Labeled shape rows »
=====

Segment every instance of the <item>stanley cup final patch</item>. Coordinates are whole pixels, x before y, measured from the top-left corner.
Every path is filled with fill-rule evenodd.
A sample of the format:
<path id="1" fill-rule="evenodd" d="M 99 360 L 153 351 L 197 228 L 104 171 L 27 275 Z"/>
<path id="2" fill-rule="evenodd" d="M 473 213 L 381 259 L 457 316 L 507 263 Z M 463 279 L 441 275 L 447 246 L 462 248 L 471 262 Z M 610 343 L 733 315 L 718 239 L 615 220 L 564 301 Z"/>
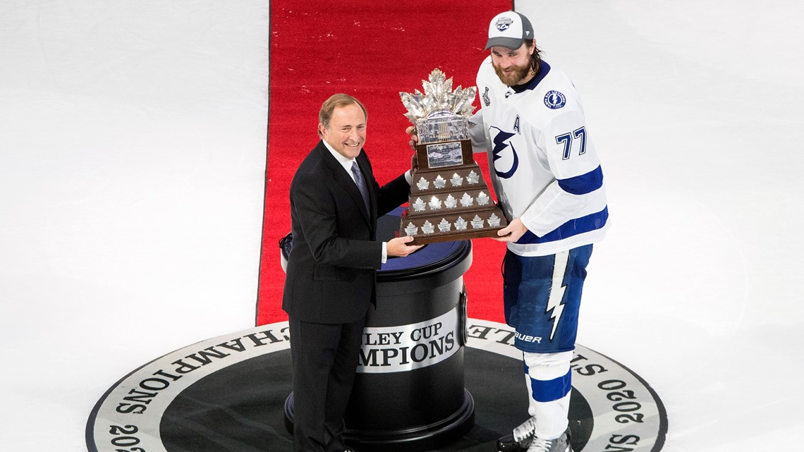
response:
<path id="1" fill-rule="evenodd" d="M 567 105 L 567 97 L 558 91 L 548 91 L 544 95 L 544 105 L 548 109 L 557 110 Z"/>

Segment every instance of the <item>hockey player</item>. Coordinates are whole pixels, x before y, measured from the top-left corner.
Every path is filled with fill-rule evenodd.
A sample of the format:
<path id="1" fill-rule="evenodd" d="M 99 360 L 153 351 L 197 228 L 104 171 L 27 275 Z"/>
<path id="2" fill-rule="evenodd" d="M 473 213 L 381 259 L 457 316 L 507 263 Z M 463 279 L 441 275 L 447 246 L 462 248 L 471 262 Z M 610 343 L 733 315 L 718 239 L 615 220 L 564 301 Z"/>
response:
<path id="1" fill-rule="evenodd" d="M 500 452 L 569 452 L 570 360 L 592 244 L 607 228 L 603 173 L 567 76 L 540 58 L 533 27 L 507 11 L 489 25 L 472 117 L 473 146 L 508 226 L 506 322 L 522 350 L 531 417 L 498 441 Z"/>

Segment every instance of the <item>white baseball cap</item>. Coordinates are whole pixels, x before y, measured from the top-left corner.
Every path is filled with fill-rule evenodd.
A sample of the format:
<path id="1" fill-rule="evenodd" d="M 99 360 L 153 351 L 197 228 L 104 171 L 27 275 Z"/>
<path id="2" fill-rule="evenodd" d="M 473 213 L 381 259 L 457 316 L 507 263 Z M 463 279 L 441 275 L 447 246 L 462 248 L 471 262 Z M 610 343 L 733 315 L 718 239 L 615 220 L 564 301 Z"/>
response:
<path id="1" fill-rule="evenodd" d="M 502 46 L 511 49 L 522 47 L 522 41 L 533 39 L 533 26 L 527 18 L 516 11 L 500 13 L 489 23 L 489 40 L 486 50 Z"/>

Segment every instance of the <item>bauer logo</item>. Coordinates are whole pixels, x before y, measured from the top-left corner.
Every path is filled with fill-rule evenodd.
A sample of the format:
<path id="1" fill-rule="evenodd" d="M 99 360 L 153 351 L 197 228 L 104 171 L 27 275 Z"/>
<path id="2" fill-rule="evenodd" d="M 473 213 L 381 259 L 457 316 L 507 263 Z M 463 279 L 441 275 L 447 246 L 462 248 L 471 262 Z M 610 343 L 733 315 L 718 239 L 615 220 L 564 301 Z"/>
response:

=====

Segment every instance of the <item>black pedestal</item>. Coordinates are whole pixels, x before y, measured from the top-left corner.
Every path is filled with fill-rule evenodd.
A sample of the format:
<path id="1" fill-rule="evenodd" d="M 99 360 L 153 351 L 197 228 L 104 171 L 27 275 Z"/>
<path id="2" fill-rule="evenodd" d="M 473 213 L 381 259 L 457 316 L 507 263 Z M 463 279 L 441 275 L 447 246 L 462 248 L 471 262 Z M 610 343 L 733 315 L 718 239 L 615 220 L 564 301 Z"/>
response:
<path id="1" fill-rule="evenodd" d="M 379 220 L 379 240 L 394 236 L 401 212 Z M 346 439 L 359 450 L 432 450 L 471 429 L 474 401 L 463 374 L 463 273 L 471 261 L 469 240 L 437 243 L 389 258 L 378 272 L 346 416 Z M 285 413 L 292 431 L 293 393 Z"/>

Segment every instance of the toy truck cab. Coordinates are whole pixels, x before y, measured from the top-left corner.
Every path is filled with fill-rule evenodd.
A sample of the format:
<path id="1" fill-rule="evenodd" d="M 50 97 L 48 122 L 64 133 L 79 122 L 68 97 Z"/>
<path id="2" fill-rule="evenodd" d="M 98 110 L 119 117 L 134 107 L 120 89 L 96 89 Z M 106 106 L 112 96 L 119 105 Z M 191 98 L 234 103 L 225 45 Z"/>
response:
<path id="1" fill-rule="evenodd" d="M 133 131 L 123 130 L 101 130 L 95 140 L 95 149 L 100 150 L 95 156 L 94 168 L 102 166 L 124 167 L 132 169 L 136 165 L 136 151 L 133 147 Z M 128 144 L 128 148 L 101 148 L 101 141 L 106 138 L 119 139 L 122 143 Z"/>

=====

Description of the task » Can you copy out, word for word, the lines that start with the one containing "Segment every instance of the toy" and end with the one containing "97 L 48 122", including both of those lines?

Finished task »
Segment every instance of the toy truck cab. Coordinates are whole pixels, x before y, measured from the top-left corner.
Every path is filled with fill-rule evenodd.
A sample of the format:
<path id="1" fill-rule="evenodd" d="M 50 97 L 48 122 L 64 133 L 79 122 L 68 97 Z"/>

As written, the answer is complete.